▶ _CHALLENGE_:
Convert the listing below into a JSON list of strings, with one string per line and blank lines omitted. Leave the pictures out.
*** MATERIAL FOR THIS TASK
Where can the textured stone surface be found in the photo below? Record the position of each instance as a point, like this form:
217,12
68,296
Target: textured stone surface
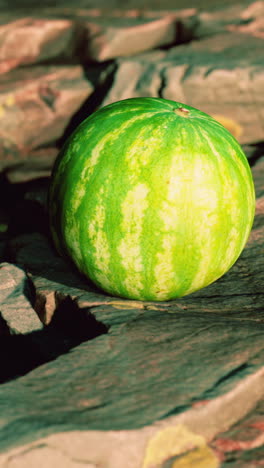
37,104
222,76
137,371
29,40
15,306
107,382
118,37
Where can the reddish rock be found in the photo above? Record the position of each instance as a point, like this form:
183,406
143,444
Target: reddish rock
33,40
36,106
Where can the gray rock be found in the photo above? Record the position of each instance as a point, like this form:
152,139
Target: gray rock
15,307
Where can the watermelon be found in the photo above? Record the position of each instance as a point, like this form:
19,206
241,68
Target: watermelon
151,199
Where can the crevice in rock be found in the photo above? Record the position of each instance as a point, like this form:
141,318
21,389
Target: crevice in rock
68,328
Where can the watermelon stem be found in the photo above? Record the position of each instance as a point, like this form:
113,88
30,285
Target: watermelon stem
182,111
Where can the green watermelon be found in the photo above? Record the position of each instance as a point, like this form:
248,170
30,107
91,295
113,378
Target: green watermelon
151,199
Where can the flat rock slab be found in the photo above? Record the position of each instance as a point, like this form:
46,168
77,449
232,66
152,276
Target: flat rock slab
123,378
221,75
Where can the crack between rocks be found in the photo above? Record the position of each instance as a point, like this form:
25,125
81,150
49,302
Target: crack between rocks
51,447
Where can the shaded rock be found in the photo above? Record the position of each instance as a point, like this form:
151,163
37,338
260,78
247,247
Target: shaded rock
15,307
253,17
117,37
37,104
221,75
104,383
242,445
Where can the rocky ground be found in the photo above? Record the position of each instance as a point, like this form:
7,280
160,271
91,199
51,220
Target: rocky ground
89,379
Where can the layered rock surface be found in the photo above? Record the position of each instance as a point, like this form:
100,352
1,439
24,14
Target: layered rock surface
91,379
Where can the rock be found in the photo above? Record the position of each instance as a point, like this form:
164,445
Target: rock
29,40
15,307
118,37
253,17
220,75
37,105
242,445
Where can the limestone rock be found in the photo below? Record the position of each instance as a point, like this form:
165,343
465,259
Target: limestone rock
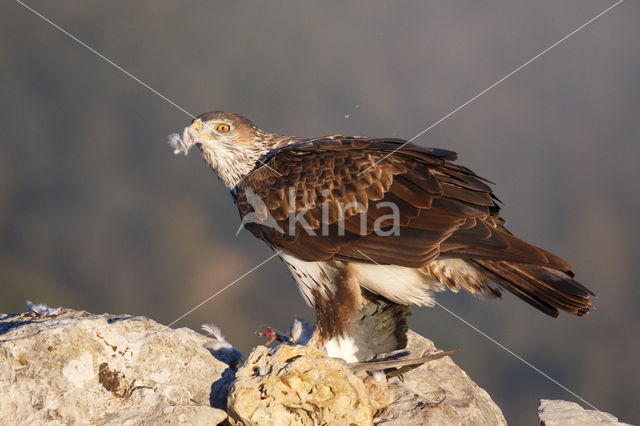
66,366
438,392
565,413
297,385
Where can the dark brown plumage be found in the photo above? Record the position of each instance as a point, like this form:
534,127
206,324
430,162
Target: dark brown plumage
450,231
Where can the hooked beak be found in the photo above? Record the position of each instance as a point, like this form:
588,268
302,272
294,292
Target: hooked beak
190,137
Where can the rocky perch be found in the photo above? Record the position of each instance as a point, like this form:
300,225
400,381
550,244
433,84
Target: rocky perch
64,366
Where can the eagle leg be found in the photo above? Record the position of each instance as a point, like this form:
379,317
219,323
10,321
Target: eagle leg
273,336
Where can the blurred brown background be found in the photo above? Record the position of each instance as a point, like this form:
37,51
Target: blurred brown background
97,214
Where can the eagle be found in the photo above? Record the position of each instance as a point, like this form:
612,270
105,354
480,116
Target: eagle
370,226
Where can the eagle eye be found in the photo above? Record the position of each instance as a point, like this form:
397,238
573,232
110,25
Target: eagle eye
223,128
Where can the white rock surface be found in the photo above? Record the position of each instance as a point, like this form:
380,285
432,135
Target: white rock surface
438,392
297,385
565,413
75,367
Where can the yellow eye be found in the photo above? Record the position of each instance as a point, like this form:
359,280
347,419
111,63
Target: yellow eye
223,128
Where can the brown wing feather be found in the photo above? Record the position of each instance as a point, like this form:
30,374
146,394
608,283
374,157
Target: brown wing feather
445,211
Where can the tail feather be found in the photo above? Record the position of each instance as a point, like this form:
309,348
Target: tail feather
545,288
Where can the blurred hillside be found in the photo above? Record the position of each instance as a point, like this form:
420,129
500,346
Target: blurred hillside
97,214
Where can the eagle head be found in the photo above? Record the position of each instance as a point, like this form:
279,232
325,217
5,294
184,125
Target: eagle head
230,144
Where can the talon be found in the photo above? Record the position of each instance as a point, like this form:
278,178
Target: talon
273,336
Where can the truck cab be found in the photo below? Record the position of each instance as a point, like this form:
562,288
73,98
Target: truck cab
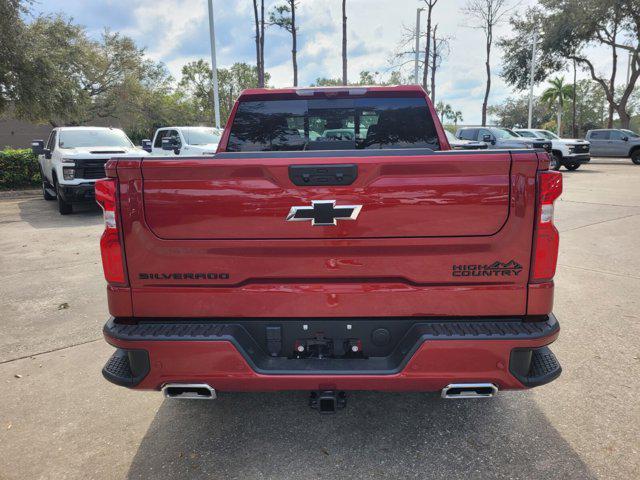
******
▶ _REPLY TO THE TASK_:
[
  "Where can the textured stone surface be found in the photo below? Record the position of each instance as a point, like this form:",
  "217,12",
  "68,296",
  "Target: textured stone surface",
  "37,104",
  "222,76",
  "137,371",
  "29,40",
  "15,306",
  "107,382",
  "118,37",
  "Where can the reddish rock be found in the photo above? Record the position of each instance as a point, like this form:",
  "183,406",
  "143,444",
  "Target: reddish rock",
  "33,40",
  "36,106",
  "Where can the gray rock be found in the photo above? Record the position of each instance as a point, like this form:",
  "152,139",
  "Target: gray rock",
  "15,307",
  "Where can the watermelon be found in the photo above? Record the position of each instance as a point, like this form:",
  "19,206",
  "241,68",
  "Target: watermelon",
  "151,199",
  "Where can the crevice in rock be found in the photo above? Record the position of each instance as a point, like this form:",
  "141,318",
  "21,389",
  "Target: crevice in rock",
  "68,328",
  "Where can the watermelon stem be found in the photo above? Record the position of each instance as a point, like this form:",
  "113,88",
  "30,285",
  "Target: watermelon stem",
  "182,111",
  "Where can the green watermelon be found in the photo above? Record the position of each instance as a point, like this form:",
  "248,170",
  "30,107",
  "91,295",
  "113,378",
  "Target: green watermelon",
  "151,199",
  "Where can the flat rock slab be found in the photo above? Record the position of each instance as a point, like this form:",
  "46,168",
  "77,449",
  "232,66",
  "152,276",
  "Target: flat rock slab",
  "123,378",
  "221,75",
  "Where can the crack between rocks be found in the photo above? Record the position of each instance as a point, like this form:",
  "25,125",
  "81,150",
  "49,302",
  "Target: crack between rocks",
  "51,447",
  "Where can the shaded rock be found in the photo above? Record the position of each instance as a point, like this form:",
  "151,163",
  "37,338",
  "260,78",
  "247,247",
  "Target: shaded rock",
  "15,307",
  "253,17",
  "117,37",
  "37,104",
  "221,75",
  "104,383",
  "242,445",
  "Where can the rocky ground be found in the photo above? Record the position of each instance as a point, like this form:",
  "7,280",
  "160,271",
  "91,199",
  "51,220",
  "Target: rocky ground",
  "89,379",
  "Where can the layered rock surface be found in the photo above? Record the position of each instance as a point, like this form:",
  "100,352",
  "1,439",
  "24,14",
  "Target: layered rock surface",
  "91,379",
  "Where can the rock be found in the photo above? Record the position of each instance as a point, like this form:",
  "164,445",
  "Target: rock",
  "29,40",
  "15,307",
  "118,37",
  "253,17",
  "220,75",
  "37,105",
  "242,445",
  "Where can the limestone rock be found in the photo below? Record the position of each instance as a point, like this form:",
  "165,343",
  "465,259",
  "Target: limestone rock",
  "66,366",
  "438,392",
  "565,413",
  "297,385",
  "Where can the dark brown plumage be found in the photo above? Record the position of each instance as a point, like this form:",
  "534,127",
  "206,324",
  "430,162",
  "Target: dark brown plumage",
  "450,231",
  "Where can the hooked beak be found in the photo above? Record the position of each instance as a point, like this form:",
  "588,268",
  "302,272",
  "294,292",
  "Target: hooked beak",
  "190,137",
  "Where can the rocky perch be found in the photo above? Record the position of each instance as a point, like this form:",
  "300,225",
  "400,381",
  "550,244",
  "433,84",
  "Target: rocky perch",
  "64,366",
  "Where can the eagle leg be found in the photo above? Record the position of each instance as a point, like this form:",
  "379,317",
  "219,323",
  "10,321",
  "Target: eagle leg",
  "273,336",
  "Where can the blurred brown background be found in the photo above? Record the position of each instance as a point, like this form:",
  "37,51",
  "Target: blurred brown background",
  "97,214",
  "Where can the eagle be found in the photo above? Record the position of each instance as a point, like this form:",
  "612,270",
  "105,354",
  "480,116",
  "Target: eagle",
  "370,226",
  "Where can the eagle eye be found in the photo above? Record the position of each instance as a point, like this form:",
  "397,238",
  "573,232",
  "110,25",
  "Target: eagle eye",
  "223,128",
  "Where can the white rock surface be found in the photo above? Record the position of each instance as a point, like this form:",
  "380,285",
  "432,135",
  "Target: white rock surface",
  "438,392",
  "297,385",
  "565,413",
  "75,367",
  "Where can the yellow eye be found in the photo above? Record the position of each instance as a point, like this form:",
  "359,280",
  "347,419",
  "111,63",
  "Target: yellow eye",
  "223,128",
  "Where can the brown wing feather be found in the photo above? Record the position of each instance as a point, like this form:",
  "30,374",
  "146,394",
  "608,283",
  "374,157",
  "Target: brown wing feather",
  "445,211",
  "Where can the tail feather be found in the photo above? Record the position of each instance as a point, like this form:",
  "309,348",
  "Target: tail feather",
  "545,288",
  "Where can the blurred hillside be found in the photo above? Record the position of each instance as a point, like this form:",
  "420,129",
  "500,346",
  "Target: blurred hillside",
  "97,214",
  "Where can the eagle head be found in the photo above? Record the position of each instance as a point, like this form:",
  "279,232",
  "325,217",
  "5,294",
  "184,125",
  "Target: eagle head",
  "230,144",
  "Where can the talon be found in the photo above? Record the position of each instance as a point, like this form:",
  "278,178",
  "Target: talon",
  "273,336",
  "Where can the truck cab be found in the photo below? Record the position of each instance as a point, like this form:",
  "562,288",
  "73,98",
  "Target: truck cab"
]